>> Start Record set

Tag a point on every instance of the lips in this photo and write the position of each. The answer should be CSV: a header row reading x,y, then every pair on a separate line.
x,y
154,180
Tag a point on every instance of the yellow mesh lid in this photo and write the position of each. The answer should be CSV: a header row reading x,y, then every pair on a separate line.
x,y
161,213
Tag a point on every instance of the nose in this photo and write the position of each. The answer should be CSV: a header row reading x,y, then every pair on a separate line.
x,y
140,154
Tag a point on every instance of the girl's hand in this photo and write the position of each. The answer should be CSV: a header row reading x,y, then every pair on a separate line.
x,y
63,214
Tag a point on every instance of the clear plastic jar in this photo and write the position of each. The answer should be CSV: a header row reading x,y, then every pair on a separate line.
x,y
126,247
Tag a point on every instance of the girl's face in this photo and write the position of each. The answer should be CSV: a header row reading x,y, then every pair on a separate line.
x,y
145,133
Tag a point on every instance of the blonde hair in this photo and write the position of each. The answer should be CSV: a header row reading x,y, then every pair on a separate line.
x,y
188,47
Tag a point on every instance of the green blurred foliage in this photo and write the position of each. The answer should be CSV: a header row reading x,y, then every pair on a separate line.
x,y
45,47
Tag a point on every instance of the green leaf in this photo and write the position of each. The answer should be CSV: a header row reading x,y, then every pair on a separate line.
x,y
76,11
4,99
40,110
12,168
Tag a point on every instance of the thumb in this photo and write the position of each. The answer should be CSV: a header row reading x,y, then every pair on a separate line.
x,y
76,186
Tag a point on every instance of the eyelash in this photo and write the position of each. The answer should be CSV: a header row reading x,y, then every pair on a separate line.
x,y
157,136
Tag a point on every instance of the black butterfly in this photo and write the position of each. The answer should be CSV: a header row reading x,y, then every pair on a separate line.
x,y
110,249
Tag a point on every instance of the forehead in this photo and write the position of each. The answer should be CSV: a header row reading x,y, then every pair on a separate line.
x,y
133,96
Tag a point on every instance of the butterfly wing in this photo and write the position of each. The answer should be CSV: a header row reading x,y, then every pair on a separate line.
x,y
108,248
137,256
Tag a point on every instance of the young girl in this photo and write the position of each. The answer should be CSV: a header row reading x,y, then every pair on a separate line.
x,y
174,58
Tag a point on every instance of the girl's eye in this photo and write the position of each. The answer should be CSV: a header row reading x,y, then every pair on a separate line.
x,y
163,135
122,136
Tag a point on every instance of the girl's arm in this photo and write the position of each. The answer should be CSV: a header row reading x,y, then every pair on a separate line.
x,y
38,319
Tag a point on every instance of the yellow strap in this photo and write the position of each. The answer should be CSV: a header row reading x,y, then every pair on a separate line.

>> End Record set

» Goal of the exercise
Rewrite all of the material above, swapping "Tag a point on" for "Place a marker on" wherever it appears and leaving everything else the same.

» Result
Place a marker on every instance of the lips in this photo and write the position of each. The answer should be CSV: a header row reading x,y, then every pair on a separate line.
x,y
154,180
Place a marker on every instance of the yellow mesh lid in this photo and write the position of each. The answer should be CSV: a header row reading x,y, then every pair on a separate line.
x,y
161,213
Place a marker on every instance of the nose in this photo and write the position of each. The answer should be CSV: a header row reading x,y, then every pair on a separate line.
x,y
140,154
Place a marker on every instance of the girl's hand in this photo and write the position of each. The answer should be CSV: a header row reading x,y, then every pair on a separate line.
x,y
63,214
Place a marker on every instance of the clear plastic jar in this photo and write the position of each. The answer should be CSV: a header row reading x,y, then every pair on a separate line.
x,y
126,247
Place a marker on every instance of the girl's face in this photo and write the position of each. The answer should be CSV: a header row reading x,y, then every pair on a separate line.
x,y
145,133
Place a marker on every instance of the blonde hair in this photo and write the position of each. The answer should be CSV: a header row reading x,y, then every pair on a separate line.
x,y
188,47
Place a marker on every instance of the green blurred foliage in this photo and write the position of each. The answer should be CSV: a header row reading x,y, then every pair on a separate line.
x,y
45,47
Place a marker on every instance of the green leaf in this photo and write the position of each. The answer should be CSV: a header row reading x,y, then every pair on a separate line.
x,y
76,11
4,99
40,110
12,168
Place a marker on every instance of the thumb in this photo and write the position of each. The answer should be CSV: a header row reading x,y, then every pair on a separate line.
x,y
76,186
Place a marker on every instance of the eyelash in this photo and write the position of each. The answer should be CSV: a header row reading x,y, then every pair on a separate line.
x,y
157,136
Place a marker on every instance of the black butterfly in this photo and write the position of each. The answer should be CSV: a header row reading x,y, then every pair on a separate line.
x,y
110,249
Place a marker on every instance of the forehead in this photo and write the position of each. The answer should be CSV: a header row reading x,y, then every pair on a separate line.
x,y
133,96
Place a marker on every instance of the butterfly wing in this photo and write the position of each. The answer should be CSV: a header row reading x,y, then every pair on a separate line.
x,y
108,248
137,256
Place a marker on every instance of the young girl in this photo and write the position of each. The answer should be CSV: a header row reading x,y, then every pair on a separate line.
x,y
174,58
Place a marker on every instance of the girl's eye in this photo and write the position of each. The answer should be CSV: a header row reading x,y, then every pair on a separate line.
x,y
163,135
122,136
Place a marker on every instance of the girl's arm in this photo and write the position of each. The answer should be CSV: a header row reading x,y, then every pair on a separate line.
x,y
38,319
Place a marker on every instance of the yellow strap in this photo and write the position of each. The answer should be CSV: a header row reading x,y, then every pair on a separate line.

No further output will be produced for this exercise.